SOURCE TEXT

--------------------------------------------------

Neither is this latest move restricted to reassertion of rights over disputed maritime territories such as in the South China Sea or Sea of Japan and depiction of the South China Sea as the PRC’s “national” territory. Reports state that each page in the new passport has a different background, with pictures provided by the Chinese media showing one of the pages containing a map depicting Taiwan and another showing China’s claims along the land borders with India like in Arunachal Pradesh and the state of Jammu and Kashmir. The Indian states of Arunachal Pradesh and the Aksai Chin area of Jammu and Kashmir are shown as within China’s boundaries.
Predictably, Vietnam, the Philippines, Taiwan and India have protested China’s action but none has yet barred entry for holders of these passports. India began reacting from this September by affixing special visas, which show the country’s official territorial boundaries. By this action it has forced holders of PRC passports visiting India to implicitly accept India’s version of its borders!
Chinese foreign ministry spokesperson Hua Chunying confirmed at the regular press briefing in Beijing that these maps, or background motifs as they are called by the Chinese authorities, were carefully chosen by the Chinese government. Hinting that Beijing will not recant from its position and, in a thinly concealed attempt to shift blame for any turbulence in bilateral relations caused by China’s provocative action, he added “we hope that the relevant countries take a rational and sensible attitude ... to avoid causing interference with normal Sino-foreign personnel exchanges”.
The passport is actually a restatement of China’s perceived territorial limits and appears to mirror the extent of the Chinese nation as envisioned in the maps published by Beijing in 1954, and which continue to be taught in China till today. The map, which was part of a textbook titled “A Brief History of Modern China”,claimed to show nineteen of “the Chinese territories taken by the Imperialists in the old Democratic Revolutionary Era (1840-1919)”. These included Nepal, Sikkim, Bhutan, India’s north-east comprising the former states of Assam, NEFA and Nagaland, the Andaman Islands and Burma.

--------------------------------------------------

THE PROBLEM
Continue the passage on China's new passport maps and territorial claims from the point where it stops.

--------------------------------------------------

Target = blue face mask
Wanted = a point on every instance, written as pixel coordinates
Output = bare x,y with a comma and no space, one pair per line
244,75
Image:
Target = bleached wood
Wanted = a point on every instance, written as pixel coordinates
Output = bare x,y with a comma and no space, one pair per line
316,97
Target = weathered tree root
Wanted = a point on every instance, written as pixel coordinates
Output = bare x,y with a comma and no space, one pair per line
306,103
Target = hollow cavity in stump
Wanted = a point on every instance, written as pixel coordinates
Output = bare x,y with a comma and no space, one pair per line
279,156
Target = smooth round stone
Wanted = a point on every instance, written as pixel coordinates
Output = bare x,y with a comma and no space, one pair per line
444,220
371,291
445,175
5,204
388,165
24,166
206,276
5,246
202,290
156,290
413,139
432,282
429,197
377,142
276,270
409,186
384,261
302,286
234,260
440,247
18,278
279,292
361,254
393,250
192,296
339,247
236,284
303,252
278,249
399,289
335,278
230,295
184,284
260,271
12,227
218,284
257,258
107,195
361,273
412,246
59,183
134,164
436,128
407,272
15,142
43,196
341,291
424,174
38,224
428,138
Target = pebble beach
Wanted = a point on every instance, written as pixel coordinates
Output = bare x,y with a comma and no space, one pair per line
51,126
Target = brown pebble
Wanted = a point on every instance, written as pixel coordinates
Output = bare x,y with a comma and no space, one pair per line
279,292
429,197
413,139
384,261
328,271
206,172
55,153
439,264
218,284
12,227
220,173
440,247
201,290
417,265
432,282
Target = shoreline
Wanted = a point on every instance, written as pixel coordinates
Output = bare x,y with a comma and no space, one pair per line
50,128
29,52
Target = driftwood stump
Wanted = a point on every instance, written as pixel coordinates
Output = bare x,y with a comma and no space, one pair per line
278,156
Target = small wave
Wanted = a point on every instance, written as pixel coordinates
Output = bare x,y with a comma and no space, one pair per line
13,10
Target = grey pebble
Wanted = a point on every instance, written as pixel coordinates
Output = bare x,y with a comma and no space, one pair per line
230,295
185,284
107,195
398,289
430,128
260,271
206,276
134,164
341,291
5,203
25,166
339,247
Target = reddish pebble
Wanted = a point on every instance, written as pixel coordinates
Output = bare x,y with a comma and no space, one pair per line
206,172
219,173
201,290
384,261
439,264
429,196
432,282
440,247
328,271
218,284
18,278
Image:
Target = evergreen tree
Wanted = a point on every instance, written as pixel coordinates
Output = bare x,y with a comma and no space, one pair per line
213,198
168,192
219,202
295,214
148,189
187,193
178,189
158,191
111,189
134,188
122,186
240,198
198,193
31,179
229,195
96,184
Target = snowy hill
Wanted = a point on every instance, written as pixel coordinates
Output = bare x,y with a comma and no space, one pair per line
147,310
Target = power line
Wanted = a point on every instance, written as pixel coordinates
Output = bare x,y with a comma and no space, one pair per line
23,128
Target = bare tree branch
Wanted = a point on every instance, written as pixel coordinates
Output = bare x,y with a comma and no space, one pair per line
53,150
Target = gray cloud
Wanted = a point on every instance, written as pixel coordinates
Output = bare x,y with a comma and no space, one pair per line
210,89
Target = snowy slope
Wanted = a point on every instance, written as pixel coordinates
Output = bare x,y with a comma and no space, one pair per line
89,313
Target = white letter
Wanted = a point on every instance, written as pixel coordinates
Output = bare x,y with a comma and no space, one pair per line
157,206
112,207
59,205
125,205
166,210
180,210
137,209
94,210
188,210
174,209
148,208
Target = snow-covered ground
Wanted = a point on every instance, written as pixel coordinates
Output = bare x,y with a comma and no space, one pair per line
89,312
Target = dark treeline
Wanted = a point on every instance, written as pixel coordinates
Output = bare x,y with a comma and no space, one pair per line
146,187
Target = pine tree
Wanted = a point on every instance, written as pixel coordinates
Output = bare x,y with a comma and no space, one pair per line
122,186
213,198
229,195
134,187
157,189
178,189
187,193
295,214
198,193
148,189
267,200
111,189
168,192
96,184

--------------------------------------------------

FINAL ANSWER
In this context the remark in New Delhi on November 28, 2012, by Li Junru, former vice president of the Central Party School and presently a member of the Chinese Peoples’ Political Consultative Conference (CPPCC), is revealing. He said: “For us Chinese, starting from primary school students, we all know that from history, from a long time that these are ours, these are our territory and other people say no, it is ours. So what can we do? We are trying to have negotiations and dialogue with relevant parties concerned, and we wish to have dialogues and negotiations in a one-on-one manner. And we don’t want to use force or to intimidate others by our economic or military pressure.”
He added “We want to resolve the issue in a better way … but that does not mean that if somebody flexes muscles, we will just idle and do nothing. China will not act recklessly, but that does not mean that we will give in”.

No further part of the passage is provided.